***** Verilen metin *****

• marko vardı, yılışık zengin bir alman piçi, benim hatuna yazıyor, kızın adı nina, bir oturuşta bir domuzu götürür kahpe, öyle iştahlı gösterişli falan bi manita. bu marko nina'ya yazıcam diye gelip gelip beni madara etmeye uğraşıyor falan. ben sessiz adamım, susuyorum tabi. bi gün bu gene böyle maymunluk yaparken herkesin önünde bi çıkardım hacı marko'ya tokatı, bu dondu kaldı am görmüş dilenci gibi gözüme bakıyor. bu böyle bakınırken bi tane daha, bi tane daha, beş vurup bir sayıyorum ibneye, seriye aldım tokatla dövüyorum. bu güleyim mi ağlayayım mı şaşırdı kızın önünde. sonra allahtan anaokulu hocamız vardı, frau kasper, o geldi de ayırdı bizi yoksa elimde kalacaktı almanın dölü. yaş 6-7 falan benim, en deli zamanım. gözüme bakacak delikanlı bulamıyorum. sonra da bir daha kavga etmedim zaten. hani kavga etmedim dediysem dayak çok yedim, o ayrı. cumhur ibnesi de yazıyordu gerçi kıza ama ona bi şey demeye hiç götüm yemedi bak.
    efsane diyeni de sikerim, her kelimesi gerçek bunun. nina'ya sorun, marko'ya sorun amk.

***** Çıkarılan bilgiler *****

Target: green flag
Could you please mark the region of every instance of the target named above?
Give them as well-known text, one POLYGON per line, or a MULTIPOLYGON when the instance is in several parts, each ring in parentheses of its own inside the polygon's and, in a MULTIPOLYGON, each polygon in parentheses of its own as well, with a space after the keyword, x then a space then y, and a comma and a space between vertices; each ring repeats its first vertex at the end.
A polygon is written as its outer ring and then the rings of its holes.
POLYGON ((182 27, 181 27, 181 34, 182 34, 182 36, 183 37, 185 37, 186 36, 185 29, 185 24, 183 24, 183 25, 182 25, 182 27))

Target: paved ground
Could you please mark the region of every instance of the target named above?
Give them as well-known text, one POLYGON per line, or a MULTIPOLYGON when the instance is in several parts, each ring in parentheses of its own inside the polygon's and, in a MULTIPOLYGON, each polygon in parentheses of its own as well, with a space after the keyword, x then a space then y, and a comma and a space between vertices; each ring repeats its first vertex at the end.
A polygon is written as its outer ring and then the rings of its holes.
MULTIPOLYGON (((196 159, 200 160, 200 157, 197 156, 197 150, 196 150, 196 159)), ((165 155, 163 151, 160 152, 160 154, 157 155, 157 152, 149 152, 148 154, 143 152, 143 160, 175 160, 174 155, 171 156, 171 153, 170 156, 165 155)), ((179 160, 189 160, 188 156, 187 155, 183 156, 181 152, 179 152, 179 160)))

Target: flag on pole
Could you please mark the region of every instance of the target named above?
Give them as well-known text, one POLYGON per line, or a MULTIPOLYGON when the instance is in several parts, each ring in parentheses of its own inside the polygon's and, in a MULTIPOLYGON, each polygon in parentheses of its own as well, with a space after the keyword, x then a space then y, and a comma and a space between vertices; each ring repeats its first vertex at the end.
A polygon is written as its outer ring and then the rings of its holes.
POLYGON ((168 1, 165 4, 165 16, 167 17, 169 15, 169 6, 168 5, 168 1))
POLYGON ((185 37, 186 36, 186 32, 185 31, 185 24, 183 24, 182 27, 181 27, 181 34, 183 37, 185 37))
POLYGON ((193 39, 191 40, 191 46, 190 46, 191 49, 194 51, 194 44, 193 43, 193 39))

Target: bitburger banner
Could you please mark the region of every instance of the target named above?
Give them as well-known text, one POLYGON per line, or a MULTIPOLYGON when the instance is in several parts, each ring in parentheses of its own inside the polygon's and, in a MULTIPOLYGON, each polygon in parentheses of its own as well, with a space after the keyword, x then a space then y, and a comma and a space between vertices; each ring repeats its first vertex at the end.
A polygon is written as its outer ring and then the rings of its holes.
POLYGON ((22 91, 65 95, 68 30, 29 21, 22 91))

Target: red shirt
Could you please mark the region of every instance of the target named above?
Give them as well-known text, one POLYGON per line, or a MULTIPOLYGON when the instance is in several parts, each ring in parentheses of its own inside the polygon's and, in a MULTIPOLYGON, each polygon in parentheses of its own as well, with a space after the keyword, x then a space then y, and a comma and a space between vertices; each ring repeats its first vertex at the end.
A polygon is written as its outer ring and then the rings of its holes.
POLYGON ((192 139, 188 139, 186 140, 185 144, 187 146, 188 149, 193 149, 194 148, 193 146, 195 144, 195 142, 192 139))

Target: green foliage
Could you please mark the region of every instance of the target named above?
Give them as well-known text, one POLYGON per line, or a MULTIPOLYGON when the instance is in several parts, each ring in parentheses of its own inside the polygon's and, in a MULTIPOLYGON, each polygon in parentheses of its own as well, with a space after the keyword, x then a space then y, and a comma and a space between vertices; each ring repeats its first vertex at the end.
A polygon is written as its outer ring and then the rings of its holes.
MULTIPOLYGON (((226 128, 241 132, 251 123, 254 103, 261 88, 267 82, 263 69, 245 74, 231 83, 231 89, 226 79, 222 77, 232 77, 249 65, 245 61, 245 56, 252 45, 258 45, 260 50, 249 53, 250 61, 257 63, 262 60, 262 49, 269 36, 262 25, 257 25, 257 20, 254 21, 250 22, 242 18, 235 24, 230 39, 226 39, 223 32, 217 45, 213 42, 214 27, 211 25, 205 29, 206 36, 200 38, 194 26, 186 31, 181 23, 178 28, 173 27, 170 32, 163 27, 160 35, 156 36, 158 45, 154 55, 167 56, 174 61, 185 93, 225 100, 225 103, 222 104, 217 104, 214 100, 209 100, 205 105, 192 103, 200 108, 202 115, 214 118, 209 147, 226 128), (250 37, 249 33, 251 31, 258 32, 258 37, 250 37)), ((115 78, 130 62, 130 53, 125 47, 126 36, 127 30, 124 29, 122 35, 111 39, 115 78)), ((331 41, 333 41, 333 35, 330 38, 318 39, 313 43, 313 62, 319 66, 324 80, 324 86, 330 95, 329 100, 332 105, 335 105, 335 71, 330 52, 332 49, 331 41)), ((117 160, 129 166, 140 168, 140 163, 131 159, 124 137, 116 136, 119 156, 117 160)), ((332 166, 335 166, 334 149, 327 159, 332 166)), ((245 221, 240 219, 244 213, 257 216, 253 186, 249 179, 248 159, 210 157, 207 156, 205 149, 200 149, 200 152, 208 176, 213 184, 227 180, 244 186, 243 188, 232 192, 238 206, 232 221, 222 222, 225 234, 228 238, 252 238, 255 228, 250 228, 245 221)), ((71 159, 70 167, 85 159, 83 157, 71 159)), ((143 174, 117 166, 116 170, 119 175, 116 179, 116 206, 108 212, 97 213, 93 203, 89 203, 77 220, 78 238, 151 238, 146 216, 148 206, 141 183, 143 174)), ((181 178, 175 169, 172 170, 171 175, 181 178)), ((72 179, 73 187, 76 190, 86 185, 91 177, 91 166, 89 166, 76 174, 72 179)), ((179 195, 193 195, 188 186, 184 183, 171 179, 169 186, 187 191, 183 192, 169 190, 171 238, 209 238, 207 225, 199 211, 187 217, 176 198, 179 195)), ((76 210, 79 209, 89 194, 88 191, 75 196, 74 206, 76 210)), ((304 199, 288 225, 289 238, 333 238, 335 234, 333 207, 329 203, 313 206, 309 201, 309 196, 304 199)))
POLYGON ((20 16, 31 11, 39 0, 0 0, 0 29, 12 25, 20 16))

*****

» **Çalışma yönergesi**:
Verilen metne göre kavgada tarafları kim ayırmış?

» **Alıştırma cevabı**:
Anaokulu öğretmenleri Frau Kasper ayırmış.